*Instructions to follow*:
Each line below is to be written out in full, exactly as shown.
::: Raw data
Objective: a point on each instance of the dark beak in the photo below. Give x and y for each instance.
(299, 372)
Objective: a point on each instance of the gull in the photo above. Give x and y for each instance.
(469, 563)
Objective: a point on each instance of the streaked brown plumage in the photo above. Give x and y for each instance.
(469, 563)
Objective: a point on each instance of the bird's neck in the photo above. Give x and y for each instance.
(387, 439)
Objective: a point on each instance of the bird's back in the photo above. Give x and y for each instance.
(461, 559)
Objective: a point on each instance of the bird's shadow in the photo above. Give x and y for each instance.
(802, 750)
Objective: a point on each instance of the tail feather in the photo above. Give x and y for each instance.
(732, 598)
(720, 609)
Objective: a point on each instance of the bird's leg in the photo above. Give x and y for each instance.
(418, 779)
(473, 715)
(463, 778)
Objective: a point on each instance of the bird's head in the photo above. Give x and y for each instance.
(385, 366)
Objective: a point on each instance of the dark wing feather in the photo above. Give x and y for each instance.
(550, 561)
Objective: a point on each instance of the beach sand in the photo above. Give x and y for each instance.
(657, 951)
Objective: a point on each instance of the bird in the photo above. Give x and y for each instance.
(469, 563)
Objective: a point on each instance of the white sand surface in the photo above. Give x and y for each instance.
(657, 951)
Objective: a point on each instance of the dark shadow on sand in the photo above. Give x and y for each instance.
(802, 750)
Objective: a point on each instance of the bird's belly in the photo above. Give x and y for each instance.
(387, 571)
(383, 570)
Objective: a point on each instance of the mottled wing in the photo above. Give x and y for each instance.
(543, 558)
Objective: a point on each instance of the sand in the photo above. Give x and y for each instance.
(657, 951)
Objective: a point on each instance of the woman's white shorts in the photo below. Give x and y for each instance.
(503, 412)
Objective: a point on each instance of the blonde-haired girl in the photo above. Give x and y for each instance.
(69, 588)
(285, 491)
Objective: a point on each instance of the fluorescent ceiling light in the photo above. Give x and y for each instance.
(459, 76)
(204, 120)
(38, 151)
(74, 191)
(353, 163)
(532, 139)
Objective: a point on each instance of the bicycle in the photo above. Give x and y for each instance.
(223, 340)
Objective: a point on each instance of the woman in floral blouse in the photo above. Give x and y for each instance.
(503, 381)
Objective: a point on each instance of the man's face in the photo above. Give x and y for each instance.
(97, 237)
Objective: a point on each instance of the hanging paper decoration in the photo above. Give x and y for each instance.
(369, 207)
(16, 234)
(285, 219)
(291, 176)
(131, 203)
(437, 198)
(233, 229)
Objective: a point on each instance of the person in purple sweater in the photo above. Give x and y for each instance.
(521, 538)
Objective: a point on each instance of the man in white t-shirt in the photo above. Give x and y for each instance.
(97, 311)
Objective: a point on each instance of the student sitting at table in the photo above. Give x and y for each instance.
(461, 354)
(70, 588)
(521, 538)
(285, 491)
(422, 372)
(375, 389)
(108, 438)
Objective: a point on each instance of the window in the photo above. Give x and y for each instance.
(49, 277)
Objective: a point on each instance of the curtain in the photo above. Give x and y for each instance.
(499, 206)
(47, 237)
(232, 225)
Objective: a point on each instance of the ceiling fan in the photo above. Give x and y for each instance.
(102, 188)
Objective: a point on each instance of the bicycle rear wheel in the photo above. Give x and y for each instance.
::::::
*Solution to the problem*:
Objective: a point on each instance of the dark beak in the photo below. Give x and y for each instance.
(299, 372)
Objective: a point on each instance of the gull in the photo above. Give x and y for each instance.
(469, 563)
Objective: a point on each instance of the streaked brown plumage in the photo above. Give x and y for each instance.
(469, 563)
Objective: a point on each instance of the bird's neck in the photo above. Give x and y for each instance.
(387, 439)
Objective: a point on each instance of the bird's back in the photo above. Give x and y for each instance.
(461, 559)
Objective: a point on each instance of the bird's shadow in the photo above. Give x and y for each instance.
(802, 750)
Objective: a point on each instance of the tail feather in the photo above. Give x and y for each instance.
(732, 598)
(720, 609)
Objective: a point on each instance of the bird's leg in the photo above. Give x and y for each instance.
(418, 779)
(473, 715)
(463, 778)
Objective: a point on each instance of the bird's head in the photo above. Give x and y for each instance.
(385, 366)
Objective: a point on each instance of the dark wing feather in the photo above. Give x and y for each instance.
(550, 561)
Objective: a point on each instance of the beach sand in the photo above. Give x and y for each instance.
(657, 951)
Objective: a point on each instance of the bird in the photo above. Give x and y for each instance.
(469, 563)
Objective: a point on each instance of the white sand surface in the photo above. Give x and y for each instance.
(657, 951)
Objective: a point on each instance of the dark shadow on sand in the photo above. Give x and y for each instance.
(802, 750)
Objective: a point on each instance of the bird's belly in the photo above. Give x and y for each instance.
(387, 571)
(383, 570)
Objective: a point on each instance of the mottled wing in the photo above. Give x and y for each instance.
(543, 558)
Objective: a point on each instance of the sand in the photo above. Give x and y for each instance.
(657, 951)
Objective: a point on each instance of the woman's white shorts in the photo below. Give x and y for each instance.
(503, 412)
Objective: a point on each instance of the blonde-haired girl in the photo above. Give x and y for each instance.
(69, 588)
(285, 491)
Objective: a point on each instance of the fluorescent ceiling light in the photo above. Give x and y for each instance.
(459, 76)
(204, 120)
(38, 151)
(74, 191)
(353, 163)
(532, 139)
Objective: a point on each instance of the bicycle in the photo above. Give x and y for each instance.
(223, 340)
Objective: a point on each instance of the woman in floral blouse in the photo above. Give x and y for each instance.
(503, 381)
Objective: a point on each instance of the man's face in the photo above. Give x and y for each instance.
(97, 237)
Objective: a point on each instance of the hanging paper decoration in the photo above. Give x and y for each instance.
(369, 207)
(16, 234)
(285, 219)
(291, 176)
(131, 203)
(437, 198)
(233, 229)
Objective: a point on each instance of the person in purple sweater in the photo above. Give x and y for each instance.
(521, 538)
Objective: a point on each instance of the man in white t-shirt in the photo above. Give x and y for each instance.
(97, 311)
Objective: a point on each instance of the student sitting at table in the photo above. Give x and y for each instance.
(461, 354)
(70, 588)
(521, 538)
(285, 491)
(422, 372)
(375, 389)
(108, 438)
Objective: a point on each instance of the window in the photo above. Give x and y for each instance.
(49, 277)
Objective: a point on each instance of the curtain in the photo above. Give x and y for each instance.
(499, 206)
(47, 237)
(232, 225)
Objective: a point on each instance of the ceiling fan in the photo above. Give x and y for each instance.
(102, 188)
Objective: a point on each instance of the bicycle rear wheel in the photo above. Give x and y for each instance.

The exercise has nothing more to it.